Extracted records
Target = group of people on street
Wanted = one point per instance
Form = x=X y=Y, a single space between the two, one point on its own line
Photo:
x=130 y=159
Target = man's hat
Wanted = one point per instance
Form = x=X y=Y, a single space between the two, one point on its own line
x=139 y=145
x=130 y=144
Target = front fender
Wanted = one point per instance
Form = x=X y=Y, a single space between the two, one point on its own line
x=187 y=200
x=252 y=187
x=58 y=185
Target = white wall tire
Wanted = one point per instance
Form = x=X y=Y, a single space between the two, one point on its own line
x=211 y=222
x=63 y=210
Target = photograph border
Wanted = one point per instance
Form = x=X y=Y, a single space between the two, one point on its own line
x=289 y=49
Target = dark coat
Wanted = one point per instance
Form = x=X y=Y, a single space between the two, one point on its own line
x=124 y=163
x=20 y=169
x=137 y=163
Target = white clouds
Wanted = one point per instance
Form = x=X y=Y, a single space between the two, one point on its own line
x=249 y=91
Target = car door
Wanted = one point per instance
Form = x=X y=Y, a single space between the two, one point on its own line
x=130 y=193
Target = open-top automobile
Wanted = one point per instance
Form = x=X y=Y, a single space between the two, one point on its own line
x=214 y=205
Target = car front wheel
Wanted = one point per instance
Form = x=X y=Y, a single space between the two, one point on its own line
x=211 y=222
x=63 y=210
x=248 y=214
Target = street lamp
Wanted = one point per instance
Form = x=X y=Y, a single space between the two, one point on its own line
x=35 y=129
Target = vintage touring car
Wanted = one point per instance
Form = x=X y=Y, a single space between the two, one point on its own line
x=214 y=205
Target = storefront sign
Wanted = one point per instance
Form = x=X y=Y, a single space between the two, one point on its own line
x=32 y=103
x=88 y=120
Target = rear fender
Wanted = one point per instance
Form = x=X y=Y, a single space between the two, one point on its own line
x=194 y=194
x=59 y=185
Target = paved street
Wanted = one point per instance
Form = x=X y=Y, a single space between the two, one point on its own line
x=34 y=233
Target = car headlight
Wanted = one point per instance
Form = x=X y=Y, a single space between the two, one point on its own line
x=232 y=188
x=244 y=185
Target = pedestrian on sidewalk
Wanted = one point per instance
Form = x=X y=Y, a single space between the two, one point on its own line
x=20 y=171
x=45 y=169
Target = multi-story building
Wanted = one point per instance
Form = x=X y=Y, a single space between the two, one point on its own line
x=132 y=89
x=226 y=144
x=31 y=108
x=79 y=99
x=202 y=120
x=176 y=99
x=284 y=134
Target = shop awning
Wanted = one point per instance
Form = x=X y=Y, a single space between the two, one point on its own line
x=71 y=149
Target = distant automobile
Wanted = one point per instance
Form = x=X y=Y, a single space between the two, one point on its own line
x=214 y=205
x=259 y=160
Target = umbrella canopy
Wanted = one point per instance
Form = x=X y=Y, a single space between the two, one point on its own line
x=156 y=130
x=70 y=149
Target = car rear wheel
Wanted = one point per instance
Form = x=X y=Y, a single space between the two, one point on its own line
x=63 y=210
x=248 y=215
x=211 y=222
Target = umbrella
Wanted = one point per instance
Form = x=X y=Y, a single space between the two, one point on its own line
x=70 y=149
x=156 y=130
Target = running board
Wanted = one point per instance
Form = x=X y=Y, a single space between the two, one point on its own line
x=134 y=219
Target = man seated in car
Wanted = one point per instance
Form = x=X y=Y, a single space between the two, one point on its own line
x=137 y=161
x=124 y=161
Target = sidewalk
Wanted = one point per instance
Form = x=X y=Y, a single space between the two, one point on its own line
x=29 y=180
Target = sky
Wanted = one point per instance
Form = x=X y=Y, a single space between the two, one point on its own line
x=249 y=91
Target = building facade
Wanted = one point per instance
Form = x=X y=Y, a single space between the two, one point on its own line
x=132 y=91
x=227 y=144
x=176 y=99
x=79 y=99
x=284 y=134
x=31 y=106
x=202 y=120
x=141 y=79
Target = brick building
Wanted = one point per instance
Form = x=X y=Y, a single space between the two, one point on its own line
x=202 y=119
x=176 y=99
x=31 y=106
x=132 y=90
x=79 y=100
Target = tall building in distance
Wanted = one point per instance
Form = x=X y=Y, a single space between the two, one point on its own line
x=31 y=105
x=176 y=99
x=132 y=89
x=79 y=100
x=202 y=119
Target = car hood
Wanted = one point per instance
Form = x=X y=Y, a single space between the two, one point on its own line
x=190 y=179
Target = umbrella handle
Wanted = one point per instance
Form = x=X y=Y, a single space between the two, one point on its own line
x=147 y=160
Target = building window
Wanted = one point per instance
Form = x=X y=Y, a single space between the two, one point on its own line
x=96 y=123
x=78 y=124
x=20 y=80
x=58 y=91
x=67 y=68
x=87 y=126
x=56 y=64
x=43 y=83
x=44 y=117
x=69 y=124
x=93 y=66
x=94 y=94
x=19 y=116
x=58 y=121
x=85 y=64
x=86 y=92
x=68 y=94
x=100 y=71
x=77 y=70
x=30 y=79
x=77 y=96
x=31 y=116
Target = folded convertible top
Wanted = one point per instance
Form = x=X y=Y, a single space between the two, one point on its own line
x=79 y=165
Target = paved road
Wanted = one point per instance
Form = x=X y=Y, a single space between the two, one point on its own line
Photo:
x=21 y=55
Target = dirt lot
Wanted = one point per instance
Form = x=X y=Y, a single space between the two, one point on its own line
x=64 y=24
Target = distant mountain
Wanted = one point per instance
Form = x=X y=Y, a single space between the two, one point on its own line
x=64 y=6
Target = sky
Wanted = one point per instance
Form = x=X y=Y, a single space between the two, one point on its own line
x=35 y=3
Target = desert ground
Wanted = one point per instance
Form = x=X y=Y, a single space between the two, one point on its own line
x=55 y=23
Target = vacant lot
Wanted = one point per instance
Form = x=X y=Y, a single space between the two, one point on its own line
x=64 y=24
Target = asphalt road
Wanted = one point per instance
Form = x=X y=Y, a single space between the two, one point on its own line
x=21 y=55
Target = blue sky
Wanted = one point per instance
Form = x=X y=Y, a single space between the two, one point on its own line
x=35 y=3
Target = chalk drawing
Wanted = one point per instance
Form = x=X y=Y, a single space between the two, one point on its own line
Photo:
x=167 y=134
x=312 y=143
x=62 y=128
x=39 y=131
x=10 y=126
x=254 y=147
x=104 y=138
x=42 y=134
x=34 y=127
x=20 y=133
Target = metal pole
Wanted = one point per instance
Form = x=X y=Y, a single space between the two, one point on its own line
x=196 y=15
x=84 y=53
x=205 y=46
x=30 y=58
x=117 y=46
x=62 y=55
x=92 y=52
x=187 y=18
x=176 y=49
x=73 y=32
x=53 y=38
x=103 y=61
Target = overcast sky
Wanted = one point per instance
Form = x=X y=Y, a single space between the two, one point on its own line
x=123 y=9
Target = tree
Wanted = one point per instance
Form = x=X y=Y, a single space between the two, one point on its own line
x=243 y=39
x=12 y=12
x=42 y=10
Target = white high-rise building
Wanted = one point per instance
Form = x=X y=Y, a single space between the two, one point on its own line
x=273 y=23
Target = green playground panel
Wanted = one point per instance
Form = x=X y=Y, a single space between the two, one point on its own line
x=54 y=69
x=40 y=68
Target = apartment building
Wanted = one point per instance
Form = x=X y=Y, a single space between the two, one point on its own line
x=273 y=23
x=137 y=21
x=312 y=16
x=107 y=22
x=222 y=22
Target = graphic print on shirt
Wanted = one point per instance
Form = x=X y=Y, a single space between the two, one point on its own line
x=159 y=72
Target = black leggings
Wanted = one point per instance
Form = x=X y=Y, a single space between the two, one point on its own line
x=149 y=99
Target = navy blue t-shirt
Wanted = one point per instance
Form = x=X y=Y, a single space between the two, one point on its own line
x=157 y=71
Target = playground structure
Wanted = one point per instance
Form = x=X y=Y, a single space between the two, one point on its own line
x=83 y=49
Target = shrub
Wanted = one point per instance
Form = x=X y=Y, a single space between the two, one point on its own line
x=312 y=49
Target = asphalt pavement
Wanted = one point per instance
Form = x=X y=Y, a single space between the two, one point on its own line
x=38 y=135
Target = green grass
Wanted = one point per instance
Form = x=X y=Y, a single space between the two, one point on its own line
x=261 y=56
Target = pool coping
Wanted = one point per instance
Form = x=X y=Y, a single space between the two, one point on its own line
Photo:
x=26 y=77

Instructions for the task
Copy the material word for word, beginning with its first line and stopping after the line that contains "x=137 y=163".

Solution for this exercise
Target = group of people on street
Wanted = one point per instance
Form = x=X y=Y, a single space between the two, one point on its own line
Photo:
x=130 y=159
Target = man's hat
Wanted = one point per instance
Form = x=X y=Y, a single space between the two, one point on its own line
x=139 y=145
x=130 y=144
Target = front fender
Wanted = one point per instance
Form = x=X y=Y, a single space between the two, one point on its own line
x=187 y=200
x=252 y=187
x=58 y=185
Target = white wall tire
Wanted = one point per instance
Form = x=X y=Y, a single space between the two, one point on its own line
x=211 y=222
x=63 y=210
Target = photograph border
Wanted = one point per instance
Form = x=X y=Y, a single space between the two, one point on its own line
x=289 y=49
Target = dark coat
Wanted = one point per instance
Form = x=X y=Y, a single space between the two, one point on its own line
x=124 y=163
x=20 y=169
x=137 y=163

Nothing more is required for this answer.